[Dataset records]
++++++++++++++++++++
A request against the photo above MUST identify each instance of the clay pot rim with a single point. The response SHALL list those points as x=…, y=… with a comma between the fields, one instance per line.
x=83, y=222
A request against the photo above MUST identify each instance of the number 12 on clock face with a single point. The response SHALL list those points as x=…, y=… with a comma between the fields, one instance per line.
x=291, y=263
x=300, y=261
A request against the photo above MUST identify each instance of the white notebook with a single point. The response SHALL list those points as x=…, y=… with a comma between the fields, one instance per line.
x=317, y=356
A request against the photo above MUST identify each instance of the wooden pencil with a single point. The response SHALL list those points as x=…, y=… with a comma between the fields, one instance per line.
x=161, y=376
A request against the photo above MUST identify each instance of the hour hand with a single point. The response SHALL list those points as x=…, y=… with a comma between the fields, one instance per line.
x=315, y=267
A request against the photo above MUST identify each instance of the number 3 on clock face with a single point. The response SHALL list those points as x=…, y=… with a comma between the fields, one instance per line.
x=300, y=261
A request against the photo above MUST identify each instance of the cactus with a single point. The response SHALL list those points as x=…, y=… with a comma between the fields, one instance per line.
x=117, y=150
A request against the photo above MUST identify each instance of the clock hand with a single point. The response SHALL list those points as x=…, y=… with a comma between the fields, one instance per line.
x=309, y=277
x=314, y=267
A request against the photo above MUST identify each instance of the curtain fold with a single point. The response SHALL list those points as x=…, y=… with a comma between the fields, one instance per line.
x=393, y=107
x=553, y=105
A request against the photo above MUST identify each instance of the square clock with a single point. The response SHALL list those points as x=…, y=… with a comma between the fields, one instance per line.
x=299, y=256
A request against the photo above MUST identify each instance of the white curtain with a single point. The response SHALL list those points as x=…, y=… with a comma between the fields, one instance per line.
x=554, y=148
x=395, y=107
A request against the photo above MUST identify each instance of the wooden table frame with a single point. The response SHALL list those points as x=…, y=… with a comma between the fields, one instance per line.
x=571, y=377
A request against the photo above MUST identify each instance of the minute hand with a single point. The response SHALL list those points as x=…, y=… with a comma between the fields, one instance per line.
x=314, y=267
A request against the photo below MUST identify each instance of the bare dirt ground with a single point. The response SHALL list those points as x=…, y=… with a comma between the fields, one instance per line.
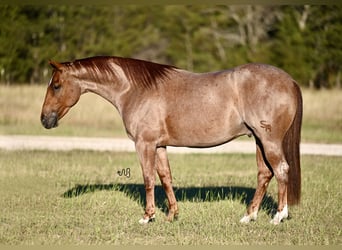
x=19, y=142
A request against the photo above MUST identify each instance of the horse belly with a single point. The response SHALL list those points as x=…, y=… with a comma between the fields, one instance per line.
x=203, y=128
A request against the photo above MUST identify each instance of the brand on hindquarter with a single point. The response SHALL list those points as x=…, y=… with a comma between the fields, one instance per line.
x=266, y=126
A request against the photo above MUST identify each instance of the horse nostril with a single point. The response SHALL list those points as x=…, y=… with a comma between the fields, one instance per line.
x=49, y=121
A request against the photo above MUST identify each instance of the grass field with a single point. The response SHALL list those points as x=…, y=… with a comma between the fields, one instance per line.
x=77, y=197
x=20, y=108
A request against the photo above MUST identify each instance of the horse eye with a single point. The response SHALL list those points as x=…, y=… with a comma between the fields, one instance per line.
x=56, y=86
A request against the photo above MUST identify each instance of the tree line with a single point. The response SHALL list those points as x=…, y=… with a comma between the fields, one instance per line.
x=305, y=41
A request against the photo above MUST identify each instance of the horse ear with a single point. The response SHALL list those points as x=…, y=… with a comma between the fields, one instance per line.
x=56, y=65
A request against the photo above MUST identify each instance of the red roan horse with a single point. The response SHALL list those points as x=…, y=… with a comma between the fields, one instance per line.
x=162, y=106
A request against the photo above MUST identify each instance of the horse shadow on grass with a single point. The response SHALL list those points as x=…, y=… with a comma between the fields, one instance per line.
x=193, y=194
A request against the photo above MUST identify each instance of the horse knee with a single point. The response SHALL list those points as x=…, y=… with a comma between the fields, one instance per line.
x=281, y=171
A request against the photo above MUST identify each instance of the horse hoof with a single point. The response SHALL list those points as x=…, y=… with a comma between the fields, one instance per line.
++++++++++++++++++++
Required work: A faithful copy of the entries above is needed, one that contains no images.

Response box:
A request against the photo above MUST identify each instance of the clay pot rim with a single point. The response SHALL list those points as x=…, y=… with a comma between the fields, one instance per line.
x=83, y=222
A request against the photo above MUST identify each instance of the number 12 on clock face with a single point. The response SHALL list those points as x=…, y=… with a comma between the fields, one instance per line.
x=291, y=263
x=300, y=261
A request against the photo above MUST identify each instance of the white notebook with a single point. The response SHALL list those points as x=…, y=… with a comma between the fields, one instance per line.
x=317, y=356
A request against the photo above MUST identify each instance of the wooden pencil with a single point. The response SHALL list those points as x=…, y=… with a comma between the fields, one instance per line.
x=161, y=376
A request against the photo above MUST identify each instance of the hour hand with a single point. The response SHALL list those points as x=…, y=… with a comma between the fields, one instance per line.
x=315, y=267
A request against the photo above MUST identify each instance of the number 3 on clock face with a single point. The response SHALL list those points as x=…, y=… with a comma between the fields, one instance per line.
x=300, y=261
A request against the photo above MUST identify each instance of the cactus with a single point. The response SHALL list those points as x=…, y=… with a comma between the fields, one instance per line.
x=117, y=150
A request against the photo above MUST identify each instance of the clock hand with a single point. The response SHALL list those points as x=…, y=… with a comma between the fields, one instance per line.
x=309, y=277
x=314, y=267
A request against the photo above MUST identify each instance of the curtain fold with a single point. The response SHALL list those points as x=…, y=… with a comma between the fields, one instance per line.
x=393, y=107
x=553, y=105
A request against the photo above MUST identify each instance of the square clock with a single point. The response SHALL list those points as x=…, y=… with a comma between the fields, one instance per line.
x=299, y=256
A request against the photo above MUST identify each instance of the white curtain with a single point. The response SHALL list those points as x=…, y=… with a comma between the fields, one instance per line.
x=554, y=148
x=395, y=107
A request against the photo above MUST identify each instance of the wooden table frame with a single point. The response SHALL list those points as x=…, y=… with a comma between the fields, one instance per line.
x=571, y=377
A request against the photo above MUST identify each instance of the minute hand with a single point. The response SHALL list those points as x=…, y=… with a comma between the fields, one instance per line.
x=314, y=267
A request against the photo below MUST identify each instance of the bare dirt ground with a single point. The response SHALL list those points as x=…, y=… with a comma between the fields, one instance per line.
x=19, y=142
A request against the photo above MUST identify each instance of the horse belly with a single point. The response SHALL list those points as x=…, y=… with a comma between the fields, one instance per line.
x=203, y=128
A request against the photo above MUST identify each instance of the brand on hindquarter with a single point. The response SHALL list those points as x=…, y=… with a comma between the fields, one instance per line.
x=266, y=126
A request against the photo above MUST identify each instance of the horse nostril with a single point. The response SHALL list those points as x=…, y=… with a comma between the fields, one instance per line.
x=49, y=121
A request against the photo above MUST identify each instance of the grass field with a single point. The response SHALL list those points as x=…, y=… with a comma between the fields, one instance per line.
x=77, y=197
x=20, y=108
A request against the photo above MUST identify each instance of the horse eye with a single point. The response SHALL list those points as x=…, y=… with a comma between the fields, one instance per line.
x=56, y=86
A request against the photo above MUST identify each instance of the tree line with a single point. The response SHALL list those points as x=…, y=… with a comma between the fields, one instance per line.
x=305, y=41
A request against the photo above MUST identify each instance of the horse ear with a single point. The response SHALL list those points as x=…, y=… with a comma between the fields, one instance per line.
x=56, y=65
A request against the photo above MUST identify each instance of the red roan horse with a single point. The response SHALL list those points as x=…, y=… with a comma between the fields, one instance per line.
x=162, y=106
A request against the photo above MUST identify each instance of the horse shadow on grass with a single point. The response SHALL list those points as x=…, y=… with a comma between the fields, one instance per line.
x=193, y=194
A request against the photo above MUST identify each instance of the horse knee with a single point. The response SHALL list those points as x=…, y=… with a comma between the fields, one instance per line.
x=281, y=171
A request against the photo above MUST identify each instance of the horse hoof with a single point. The response SHALL list those points as x=…, y=… with a comma between the fields, one instance per line.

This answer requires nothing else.